- _To do_
Set down the line that contains "Could you please point out the red bottle" and every line after it to the end of the entries, exactly as they stand and nothing more.

Entries from a pointing dataset:
>>>

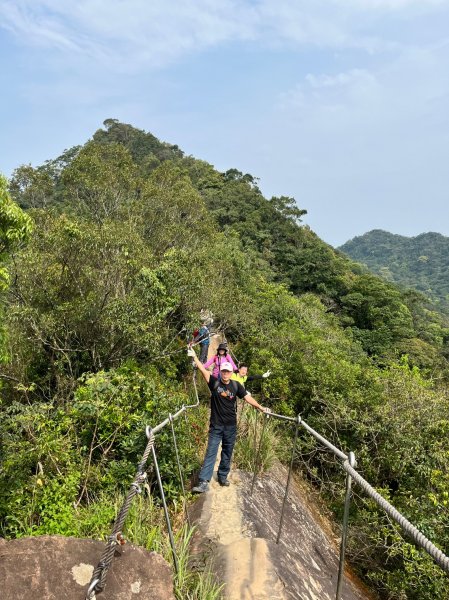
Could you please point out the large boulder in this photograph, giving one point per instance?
(55, 567)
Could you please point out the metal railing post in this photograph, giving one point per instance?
(256, 464)
(344, 533)
(288, 479)
(167, 516)
(181, 479)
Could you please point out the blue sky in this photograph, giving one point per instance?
(342, 104)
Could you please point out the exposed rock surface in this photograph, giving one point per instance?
(55, 567)
(239, 533)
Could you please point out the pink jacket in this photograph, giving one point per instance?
(216, 360)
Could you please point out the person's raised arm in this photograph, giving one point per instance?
(204, 372)
(248, 398)
(209, 362)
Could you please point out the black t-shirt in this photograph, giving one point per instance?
(223, 401)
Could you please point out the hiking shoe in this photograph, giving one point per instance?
(202, 487)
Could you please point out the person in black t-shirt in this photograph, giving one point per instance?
(223, 421)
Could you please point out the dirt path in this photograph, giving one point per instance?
(242, 561)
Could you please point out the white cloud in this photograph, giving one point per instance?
(139, 33)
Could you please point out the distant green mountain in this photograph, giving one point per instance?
(420, 262)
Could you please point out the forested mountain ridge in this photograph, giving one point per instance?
(420, 262)
(131, 240)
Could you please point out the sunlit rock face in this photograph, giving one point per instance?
(55, 567)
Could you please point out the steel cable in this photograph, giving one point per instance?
(440, 558)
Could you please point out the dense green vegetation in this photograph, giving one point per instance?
(131, 240)
(420, 263)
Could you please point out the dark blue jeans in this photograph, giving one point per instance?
(225, 434)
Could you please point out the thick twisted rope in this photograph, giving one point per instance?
(439, 557)
(98, 579)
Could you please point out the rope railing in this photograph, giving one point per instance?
(348, 464)
(116, 538)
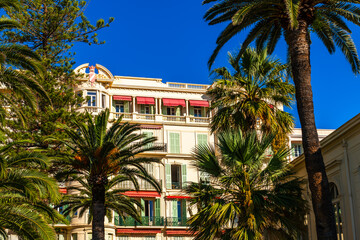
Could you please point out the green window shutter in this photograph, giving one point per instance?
(183, 174)
(142, 109)
(178, 111)
(164, 110)
(157, 207)
(183, 210)
(143, 205)
(168, 175)
(149, 135)
(174, 208)
(202, 139)
(192, 111)
(174, 142)
(126, 107)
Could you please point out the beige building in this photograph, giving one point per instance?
(177, 114)
(341, 151)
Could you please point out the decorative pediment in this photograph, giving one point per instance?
(94, 74)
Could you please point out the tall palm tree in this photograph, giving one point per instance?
(250, 197)
(19, 68)
(100, 151)
(115, 200)
(25, 194)
(252, 94)
(296, 20)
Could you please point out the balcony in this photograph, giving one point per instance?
(172, 118)
(176, 221)
(143, 185)
(145, 221)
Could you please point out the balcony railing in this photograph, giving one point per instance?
(171, 118)
(143, 185)
(176, 185)
(145, 116)
(200, 119)
(176, 221)
(145, 221)
(125, 115)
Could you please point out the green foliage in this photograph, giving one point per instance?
(250, 197)
(249, 95)
(81, 202)
(103, 155)
(269, 20)
(25, 194)
(50, 28)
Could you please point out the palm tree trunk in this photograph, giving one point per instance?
(299, 51)
(98, 229)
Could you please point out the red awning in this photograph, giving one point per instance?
(199, 103)
(137, 231)
(122, 98)
(142, 194)
(145, 100)
(173, 102)
(63, 190)
(151, 126)
(179, 232)
(178, 197)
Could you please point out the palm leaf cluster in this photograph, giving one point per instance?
(26, 193)
(79, 200)
(250, 197)
(103, 154)
(267, 21)
(252, 94)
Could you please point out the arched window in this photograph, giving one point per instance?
(336, 203)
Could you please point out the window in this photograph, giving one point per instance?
(336, 203)
(171, 111)
(297, 150)
(174, 142)
(177, 238)
(176, 176)
(197, 112)
(74, 236)
(201, 139)
(122, 238)
(119, 108)
(110, 236)
(149, 238)
(178, 213)
(103, 100)
(92, 99)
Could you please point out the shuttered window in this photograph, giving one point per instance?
(174, 142)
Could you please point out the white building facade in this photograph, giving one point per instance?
(178, 115)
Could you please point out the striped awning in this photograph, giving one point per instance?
(199, 103)
(122, 98)
(136, 194)
(170, 102)
(145, 100)
(137, 231)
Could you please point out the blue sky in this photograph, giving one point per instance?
(168, 39)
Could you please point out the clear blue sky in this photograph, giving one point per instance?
(168, 39)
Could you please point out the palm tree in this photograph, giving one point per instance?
(267, 21)
(251, 95)
(115, 200)
(250, 197)
(25, 194)
(19, 68)
(100, 152)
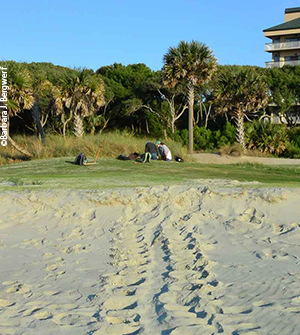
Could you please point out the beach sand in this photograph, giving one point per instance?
(204, 259)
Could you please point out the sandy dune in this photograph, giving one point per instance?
(202, 259)
(211, 158)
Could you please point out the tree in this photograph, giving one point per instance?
(240, 91)
(78, 94)
(192, 63)
(20, 96)
(284, 85)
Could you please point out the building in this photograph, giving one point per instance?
(285, 46)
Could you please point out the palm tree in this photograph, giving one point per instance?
(20, 96)
(240, 91)
(192, 63)
(79, 93)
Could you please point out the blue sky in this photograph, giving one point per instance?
(96, 33)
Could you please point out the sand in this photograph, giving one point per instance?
(211, 158)
(204, 259)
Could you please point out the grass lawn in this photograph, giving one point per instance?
(57, 173)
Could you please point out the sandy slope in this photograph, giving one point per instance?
(206, 259)
(207, 158)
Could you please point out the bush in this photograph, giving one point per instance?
(266, 137)
(292, 151)
(294, 136)
(205, 139)
(232, 150)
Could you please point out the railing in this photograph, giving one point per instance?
(281, 64)
(283, 45)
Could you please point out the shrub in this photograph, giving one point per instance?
(292, 151)
(232, 150)
(203, 139)
(267, 137)
(294, 136)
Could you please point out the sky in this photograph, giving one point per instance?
(95, 33)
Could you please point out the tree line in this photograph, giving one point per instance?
(191, 89)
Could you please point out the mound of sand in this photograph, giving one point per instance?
(173, 260)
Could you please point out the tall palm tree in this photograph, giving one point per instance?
(79, 92)
(20, 96)
(192, 63)
(240, 91)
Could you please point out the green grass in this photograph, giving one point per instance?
(55, 173)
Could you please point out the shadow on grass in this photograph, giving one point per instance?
(69, 162)
(16, 158)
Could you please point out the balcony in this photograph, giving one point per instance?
(282, 46)
(281, 64)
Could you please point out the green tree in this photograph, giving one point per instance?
(20, 96)
(240, 91)
(79, 93)
(192, 63)
(284, 85)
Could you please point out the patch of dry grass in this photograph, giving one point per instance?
(111, 144)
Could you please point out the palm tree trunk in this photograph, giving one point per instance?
(191, 98)
(16, 146)
(35, 112)
(239, 120)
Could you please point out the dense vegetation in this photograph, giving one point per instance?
(191, 90)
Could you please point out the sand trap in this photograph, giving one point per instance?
(206, 259)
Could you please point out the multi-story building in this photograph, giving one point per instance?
(285, 46)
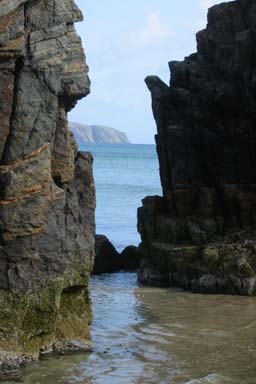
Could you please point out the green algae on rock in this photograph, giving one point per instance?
(201, 234)
(47, 196)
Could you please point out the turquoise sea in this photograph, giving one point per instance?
(149, 335)
(124, 175)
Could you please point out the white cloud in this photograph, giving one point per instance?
(205, 4)
(155, 30)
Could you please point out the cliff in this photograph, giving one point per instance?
(201, 234)
(97, 134)
(47, 197)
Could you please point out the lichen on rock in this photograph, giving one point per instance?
(201, 234)
(47, 196)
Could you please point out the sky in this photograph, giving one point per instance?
(125, 41)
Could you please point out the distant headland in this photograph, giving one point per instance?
(97, 134)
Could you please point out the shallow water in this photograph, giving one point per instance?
(159, 336)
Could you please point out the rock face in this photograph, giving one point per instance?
(97, 134)
(201, 234)
(47, 192)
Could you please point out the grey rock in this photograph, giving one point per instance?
(47, 194)
(201, 234)
(107, 259)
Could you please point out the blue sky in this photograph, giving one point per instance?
(124, 42)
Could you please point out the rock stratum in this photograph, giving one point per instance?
(97, 134)
(201, 234)
(47, 192)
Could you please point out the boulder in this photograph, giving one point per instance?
(130, 258)
(107, 259)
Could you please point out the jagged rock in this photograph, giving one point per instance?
(130, 258)
(197, 234)
(107, 259)
(47, 197)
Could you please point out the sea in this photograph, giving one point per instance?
(148, 335)
(124, 174)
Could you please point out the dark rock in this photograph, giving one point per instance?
(130, 258)
(107, 259)
(197, 234)
(47, 196)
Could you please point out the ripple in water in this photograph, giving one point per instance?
(159, 336)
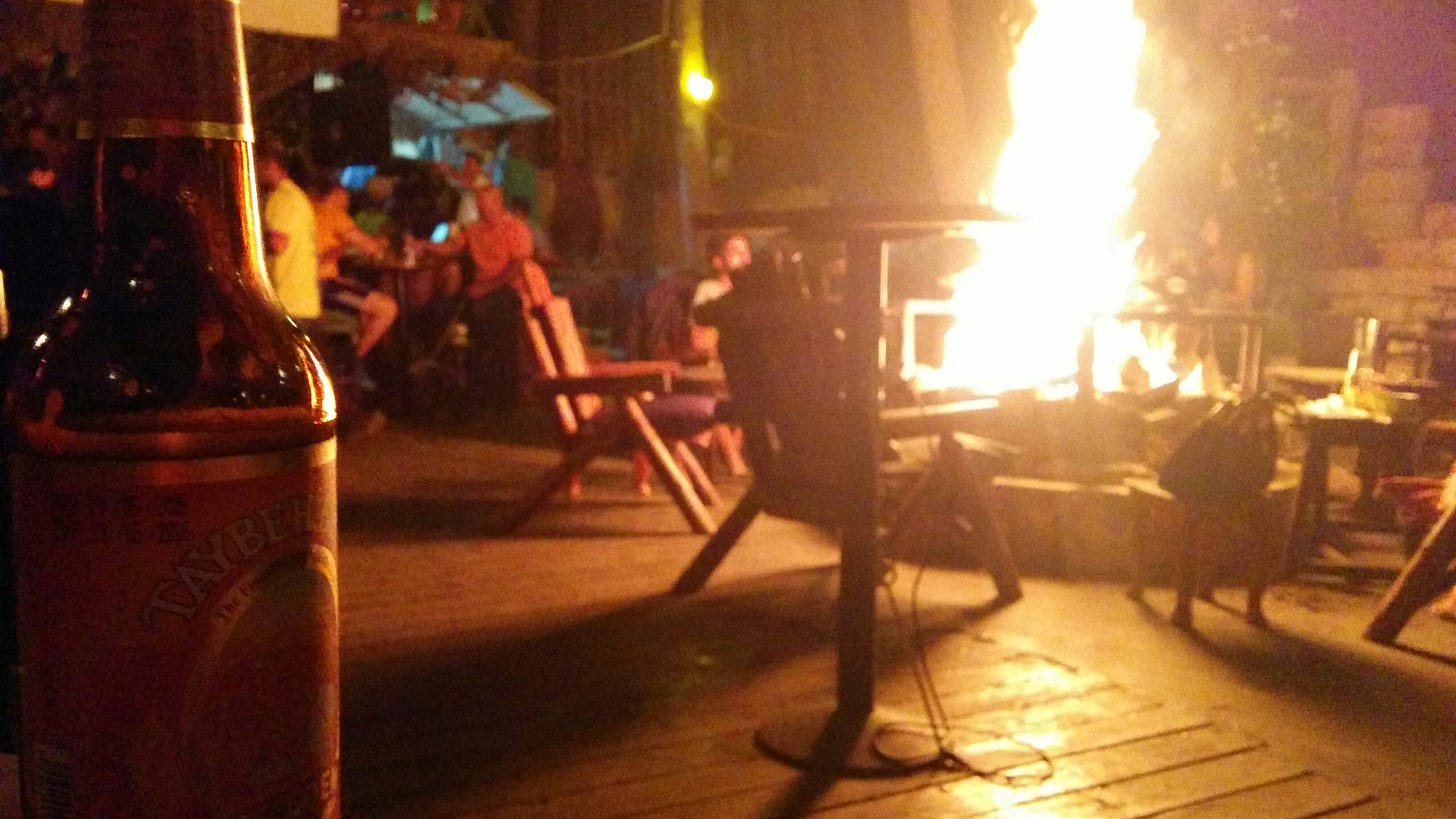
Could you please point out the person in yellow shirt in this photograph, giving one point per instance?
(289, 235)
(337, 233)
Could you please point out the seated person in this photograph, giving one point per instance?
(504, 281)
(337, 233)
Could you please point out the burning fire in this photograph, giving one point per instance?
(1066, 178)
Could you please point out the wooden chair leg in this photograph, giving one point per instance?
(992, 545)
(1426, 576)
(564, 474)
(728, 440)
(641, 472)
(717, 547)
(693, 468)
(667, 469)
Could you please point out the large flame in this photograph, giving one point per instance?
(1066, 177)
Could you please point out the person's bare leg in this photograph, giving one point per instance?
(377, 312)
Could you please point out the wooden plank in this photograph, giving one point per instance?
(1394, 808)
(768, 797)
(1030, 748)
(1303, 796)
(980, 796)
(1166, 790)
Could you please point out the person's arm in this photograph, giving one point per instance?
(363, 242)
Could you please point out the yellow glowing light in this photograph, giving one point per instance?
(699, 86)
(1066, 175)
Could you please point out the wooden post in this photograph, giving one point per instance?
(692, 128)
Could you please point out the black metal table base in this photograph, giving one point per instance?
(827, 739)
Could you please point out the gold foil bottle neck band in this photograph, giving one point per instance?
(153, 128)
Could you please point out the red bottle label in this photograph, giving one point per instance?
(179, 636)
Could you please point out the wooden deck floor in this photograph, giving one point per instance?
(549, 675)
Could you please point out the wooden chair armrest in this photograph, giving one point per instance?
(907, 421)
(610, 379)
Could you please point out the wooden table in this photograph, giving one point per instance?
(1383, 448)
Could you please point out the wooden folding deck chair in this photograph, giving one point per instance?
(602, 404)
(785, 378)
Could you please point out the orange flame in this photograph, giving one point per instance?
(1066, 177)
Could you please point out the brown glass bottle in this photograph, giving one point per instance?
(173, 486)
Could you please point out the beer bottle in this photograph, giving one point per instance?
(173, 478)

<<<

- _Response_
Could you please point out the red bottle label in this photograph, giving one point per instance?
(179, 636)
Could you please point out the wooden deck floor in this photograph, giving one point per instance?
(549, 675)
Could you please point out the wooden chair armrest in this photograph, giving one point per instance?
(907, 421)
(610, 379)
Could you please point out the wooden table in this photograph, giving one point per instance?
(1383, 448)
Could you please point out the wooden folding deck chair in this photograph, giving one point per instance?
(602, 404)
(785, 378)
Could you please point out the orange flame in this photograph, giving one point per instance?
(1066, 177)
Could you please point out the brown glass bottle in this photograph, giving one point per instance?
(173, 486)
Could you please point out the beer bottle in this photograph, giving one point per instance?
(173, 478)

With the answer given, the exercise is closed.